PASSAGE PROVIDED:
^^^^
Meeting Client Expectations in a COVID-19 World
So I have spent much of this past weekend mulling over whether to write this story or not, but it is one that I feel needs to be told and also for the benefit of my fellow colleagues in this incredible aviation/travel industry that we work in. The first part is a personal observation, the second regarding a challenging client! So, as I have individuals in my household who are shielding due to vulnerabilities, I have generally stayed and worked at home over the past 4 months and last week ventured out for my first hotel stay in a COVID-19 World. Now don't get me wrong, the hotel did a brilliant job but, to put it mildly, it was awful.
THE HOTEL EXPERIENCE
Check in was electronic at an arms-length using touch screens, three hotel staff in a row all masked up and only one person in the lift at a time. All lobby seating had been removed, seals on the bedroom doors and towels in a plastic bag. All the "nice" things that make a hotel special were gone. No pillows, throws, magazines to flick through, menu's or directory of services, no mini-bar, tea & coffee facilities and a photocopied restaurant menu.
Dinner in the hotel involved downloading an app and ordering and paying on line - that took a while and it could be challenging for guests who aren't technically minded. Once again, the staff were lovely and the hotel doing its best to protect both them and us. Breakfast in the morning involved a brown paper bag with a "Breakfast to Go" and a coffee from the in-house Starbucks. Check out was similarly contactless. Had the hotel done everything it could to ensure a safe stay - absolutely. Did I enjoy my stay - no - through no fault of their own. So my question is, if this is what staying in a hotel is going to be like - would I really like to go to one on vacation? Probably not.
THE FLIGHT EXPERIENCE
So here comes the bit I was mulling over about. So last week we didn't meet client expectations. Now, as a Private Jet Company, we are all about luxury. But, then again, we also have a Duty of Care to our Staff and our Passengers in this Covid-19 World. The whole point of writing this article is raise the question of client expectations and how this can bounce back negatively on the Broker and/or Travel Agent/Operator and it is an important question for anyone working in aviation or travel.
^^^^
EXCERPTED RECORDS:

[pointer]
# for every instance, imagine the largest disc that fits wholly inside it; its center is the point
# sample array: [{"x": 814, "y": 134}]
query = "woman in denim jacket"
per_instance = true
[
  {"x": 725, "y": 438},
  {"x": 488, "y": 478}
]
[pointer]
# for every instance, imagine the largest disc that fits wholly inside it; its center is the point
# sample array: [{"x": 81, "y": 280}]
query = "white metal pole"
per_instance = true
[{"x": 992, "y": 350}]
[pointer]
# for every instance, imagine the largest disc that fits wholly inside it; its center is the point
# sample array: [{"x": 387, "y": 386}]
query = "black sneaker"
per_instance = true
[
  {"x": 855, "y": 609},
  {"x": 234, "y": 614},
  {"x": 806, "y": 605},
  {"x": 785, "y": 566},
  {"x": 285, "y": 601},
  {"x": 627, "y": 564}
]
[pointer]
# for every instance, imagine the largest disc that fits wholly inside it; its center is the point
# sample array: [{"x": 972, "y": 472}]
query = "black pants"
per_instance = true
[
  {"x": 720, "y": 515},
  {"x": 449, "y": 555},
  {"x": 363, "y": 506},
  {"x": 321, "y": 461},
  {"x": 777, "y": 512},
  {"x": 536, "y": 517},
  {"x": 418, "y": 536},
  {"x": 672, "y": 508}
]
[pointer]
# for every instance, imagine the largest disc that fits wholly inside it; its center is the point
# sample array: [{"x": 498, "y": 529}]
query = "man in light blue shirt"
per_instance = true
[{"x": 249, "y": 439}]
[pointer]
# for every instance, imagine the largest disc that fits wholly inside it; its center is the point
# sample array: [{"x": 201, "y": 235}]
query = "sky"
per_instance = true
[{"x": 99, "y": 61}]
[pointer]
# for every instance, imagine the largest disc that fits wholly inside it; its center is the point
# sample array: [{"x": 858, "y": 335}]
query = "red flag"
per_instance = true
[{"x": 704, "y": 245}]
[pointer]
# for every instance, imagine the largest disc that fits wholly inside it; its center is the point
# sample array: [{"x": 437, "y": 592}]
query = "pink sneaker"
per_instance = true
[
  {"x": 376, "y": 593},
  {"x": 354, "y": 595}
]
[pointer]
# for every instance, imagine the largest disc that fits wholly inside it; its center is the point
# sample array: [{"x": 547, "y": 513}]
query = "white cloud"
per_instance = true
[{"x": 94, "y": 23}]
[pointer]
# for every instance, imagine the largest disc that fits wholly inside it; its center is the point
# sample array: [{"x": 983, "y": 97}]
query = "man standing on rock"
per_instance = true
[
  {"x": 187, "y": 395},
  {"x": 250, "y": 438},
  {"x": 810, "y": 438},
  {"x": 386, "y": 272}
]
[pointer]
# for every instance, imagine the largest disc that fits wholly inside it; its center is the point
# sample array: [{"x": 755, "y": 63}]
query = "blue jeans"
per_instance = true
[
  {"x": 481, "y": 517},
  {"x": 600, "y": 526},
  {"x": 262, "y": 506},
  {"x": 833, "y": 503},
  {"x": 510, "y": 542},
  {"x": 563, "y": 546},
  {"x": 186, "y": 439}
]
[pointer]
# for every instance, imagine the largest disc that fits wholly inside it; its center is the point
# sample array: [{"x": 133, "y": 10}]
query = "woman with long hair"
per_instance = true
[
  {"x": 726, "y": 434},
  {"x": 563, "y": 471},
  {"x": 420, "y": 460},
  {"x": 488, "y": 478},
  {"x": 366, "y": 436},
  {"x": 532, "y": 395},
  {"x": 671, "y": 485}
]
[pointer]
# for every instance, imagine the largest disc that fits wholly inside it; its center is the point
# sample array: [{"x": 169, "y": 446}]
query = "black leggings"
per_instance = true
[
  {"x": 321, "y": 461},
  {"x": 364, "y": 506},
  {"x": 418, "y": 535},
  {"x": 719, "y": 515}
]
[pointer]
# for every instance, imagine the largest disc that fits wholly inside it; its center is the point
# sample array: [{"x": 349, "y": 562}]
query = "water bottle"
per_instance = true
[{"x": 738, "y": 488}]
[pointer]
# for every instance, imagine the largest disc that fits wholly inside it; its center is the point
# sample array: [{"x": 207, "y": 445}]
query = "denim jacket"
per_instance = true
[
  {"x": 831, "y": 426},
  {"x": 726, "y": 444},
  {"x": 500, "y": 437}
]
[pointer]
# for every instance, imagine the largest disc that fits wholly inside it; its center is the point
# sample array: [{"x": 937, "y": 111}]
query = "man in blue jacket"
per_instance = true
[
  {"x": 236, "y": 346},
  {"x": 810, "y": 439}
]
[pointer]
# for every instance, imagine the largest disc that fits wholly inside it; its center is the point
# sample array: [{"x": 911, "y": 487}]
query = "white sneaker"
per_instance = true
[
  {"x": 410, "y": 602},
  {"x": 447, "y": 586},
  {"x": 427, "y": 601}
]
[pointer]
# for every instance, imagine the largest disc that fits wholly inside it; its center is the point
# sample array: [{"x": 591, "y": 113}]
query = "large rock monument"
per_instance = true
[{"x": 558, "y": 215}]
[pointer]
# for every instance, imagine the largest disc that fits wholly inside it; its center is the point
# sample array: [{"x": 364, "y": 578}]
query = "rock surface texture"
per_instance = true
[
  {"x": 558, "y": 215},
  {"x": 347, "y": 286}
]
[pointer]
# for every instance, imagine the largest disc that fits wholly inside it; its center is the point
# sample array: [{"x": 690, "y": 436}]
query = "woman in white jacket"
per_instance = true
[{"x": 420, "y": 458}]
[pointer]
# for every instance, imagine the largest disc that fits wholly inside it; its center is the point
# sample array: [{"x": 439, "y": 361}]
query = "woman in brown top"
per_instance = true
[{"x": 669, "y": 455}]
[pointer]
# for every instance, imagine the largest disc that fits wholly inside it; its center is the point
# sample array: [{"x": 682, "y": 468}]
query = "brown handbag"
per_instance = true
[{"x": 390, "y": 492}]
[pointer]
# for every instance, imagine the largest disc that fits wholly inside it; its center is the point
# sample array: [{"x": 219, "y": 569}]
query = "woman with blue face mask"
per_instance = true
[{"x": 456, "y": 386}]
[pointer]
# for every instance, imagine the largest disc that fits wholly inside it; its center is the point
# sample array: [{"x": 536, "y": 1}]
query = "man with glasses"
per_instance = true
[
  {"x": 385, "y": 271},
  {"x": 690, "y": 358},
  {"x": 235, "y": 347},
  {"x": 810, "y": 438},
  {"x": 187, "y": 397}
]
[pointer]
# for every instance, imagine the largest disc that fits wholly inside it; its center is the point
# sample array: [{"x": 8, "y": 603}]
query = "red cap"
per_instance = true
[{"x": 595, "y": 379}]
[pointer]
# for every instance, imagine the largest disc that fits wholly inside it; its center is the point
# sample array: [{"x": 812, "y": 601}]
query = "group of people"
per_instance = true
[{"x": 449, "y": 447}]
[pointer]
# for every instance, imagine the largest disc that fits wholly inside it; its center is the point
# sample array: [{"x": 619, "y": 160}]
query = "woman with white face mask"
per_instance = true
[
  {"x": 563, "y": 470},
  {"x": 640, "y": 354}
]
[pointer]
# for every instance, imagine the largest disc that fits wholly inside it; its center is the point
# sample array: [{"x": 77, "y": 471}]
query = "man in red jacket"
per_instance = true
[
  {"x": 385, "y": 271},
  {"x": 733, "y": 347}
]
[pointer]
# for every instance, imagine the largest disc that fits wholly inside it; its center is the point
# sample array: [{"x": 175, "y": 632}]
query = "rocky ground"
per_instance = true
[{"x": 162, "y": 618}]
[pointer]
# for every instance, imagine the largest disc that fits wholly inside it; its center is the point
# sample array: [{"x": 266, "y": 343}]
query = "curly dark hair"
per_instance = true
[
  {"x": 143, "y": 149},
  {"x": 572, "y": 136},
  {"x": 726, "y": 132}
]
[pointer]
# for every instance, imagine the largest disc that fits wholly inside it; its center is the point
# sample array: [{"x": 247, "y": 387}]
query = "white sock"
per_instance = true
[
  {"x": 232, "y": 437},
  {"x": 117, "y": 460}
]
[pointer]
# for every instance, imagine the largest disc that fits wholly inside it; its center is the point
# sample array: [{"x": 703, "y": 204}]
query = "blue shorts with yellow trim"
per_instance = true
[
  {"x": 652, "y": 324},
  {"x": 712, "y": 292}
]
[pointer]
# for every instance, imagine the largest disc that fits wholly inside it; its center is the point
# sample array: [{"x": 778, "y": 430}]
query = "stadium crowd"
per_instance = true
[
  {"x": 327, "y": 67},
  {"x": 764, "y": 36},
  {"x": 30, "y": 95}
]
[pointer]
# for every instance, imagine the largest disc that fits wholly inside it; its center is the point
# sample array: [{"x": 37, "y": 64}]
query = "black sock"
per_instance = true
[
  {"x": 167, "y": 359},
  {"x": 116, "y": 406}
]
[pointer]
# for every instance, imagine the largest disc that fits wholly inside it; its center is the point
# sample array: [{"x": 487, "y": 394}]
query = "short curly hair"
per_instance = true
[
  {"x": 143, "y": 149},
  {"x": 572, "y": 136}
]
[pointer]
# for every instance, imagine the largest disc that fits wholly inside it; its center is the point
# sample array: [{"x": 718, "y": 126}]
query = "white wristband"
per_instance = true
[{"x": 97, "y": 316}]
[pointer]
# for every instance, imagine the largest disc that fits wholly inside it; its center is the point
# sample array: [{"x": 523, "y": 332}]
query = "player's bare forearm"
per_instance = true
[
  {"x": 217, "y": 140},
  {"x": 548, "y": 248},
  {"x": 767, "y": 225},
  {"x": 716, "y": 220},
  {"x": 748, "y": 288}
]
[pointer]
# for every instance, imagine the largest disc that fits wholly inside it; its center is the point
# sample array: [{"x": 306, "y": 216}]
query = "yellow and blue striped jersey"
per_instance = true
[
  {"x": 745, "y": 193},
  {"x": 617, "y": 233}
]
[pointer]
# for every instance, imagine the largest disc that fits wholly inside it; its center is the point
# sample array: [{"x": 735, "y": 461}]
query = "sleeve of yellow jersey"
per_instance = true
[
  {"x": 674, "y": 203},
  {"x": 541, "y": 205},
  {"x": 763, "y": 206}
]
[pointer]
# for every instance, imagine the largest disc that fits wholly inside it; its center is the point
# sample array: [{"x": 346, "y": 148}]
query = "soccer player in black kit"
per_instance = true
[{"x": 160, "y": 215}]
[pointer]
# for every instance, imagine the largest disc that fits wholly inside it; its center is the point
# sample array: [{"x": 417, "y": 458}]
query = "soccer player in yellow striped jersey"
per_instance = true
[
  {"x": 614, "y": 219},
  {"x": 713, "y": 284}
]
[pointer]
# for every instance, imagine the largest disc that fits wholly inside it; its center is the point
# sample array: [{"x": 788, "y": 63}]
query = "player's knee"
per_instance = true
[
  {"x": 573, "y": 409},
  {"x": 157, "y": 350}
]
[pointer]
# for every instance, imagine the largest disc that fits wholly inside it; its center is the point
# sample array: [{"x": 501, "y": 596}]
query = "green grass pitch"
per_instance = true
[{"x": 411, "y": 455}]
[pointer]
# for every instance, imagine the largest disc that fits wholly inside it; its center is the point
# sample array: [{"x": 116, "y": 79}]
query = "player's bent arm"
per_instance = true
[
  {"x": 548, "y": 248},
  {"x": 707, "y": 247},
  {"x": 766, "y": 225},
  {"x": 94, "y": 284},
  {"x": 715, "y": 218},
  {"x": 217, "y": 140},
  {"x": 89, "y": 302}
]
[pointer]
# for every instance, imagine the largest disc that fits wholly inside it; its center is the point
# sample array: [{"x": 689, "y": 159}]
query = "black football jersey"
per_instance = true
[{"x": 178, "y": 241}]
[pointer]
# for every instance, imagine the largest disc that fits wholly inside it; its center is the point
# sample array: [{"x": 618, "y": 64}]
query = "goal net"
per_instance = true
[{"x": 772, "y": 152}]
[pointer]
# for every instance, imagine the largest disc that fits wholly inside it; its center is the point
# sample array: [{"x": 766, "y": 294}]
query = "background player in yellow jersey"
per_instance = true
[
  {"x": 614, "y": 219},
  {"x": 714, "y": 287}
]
^^^^
WHAT YOU HAVE TO DO: In the article on meeting client expectations during COVID-19, what did breakfast at the hotel consist of? The data is separate material and has no connection to the article about client expectations.

WRITTEN SOLUTION: A brown paper bag with a "Breakfast to Go" and a coffee from the in-house Starbucks.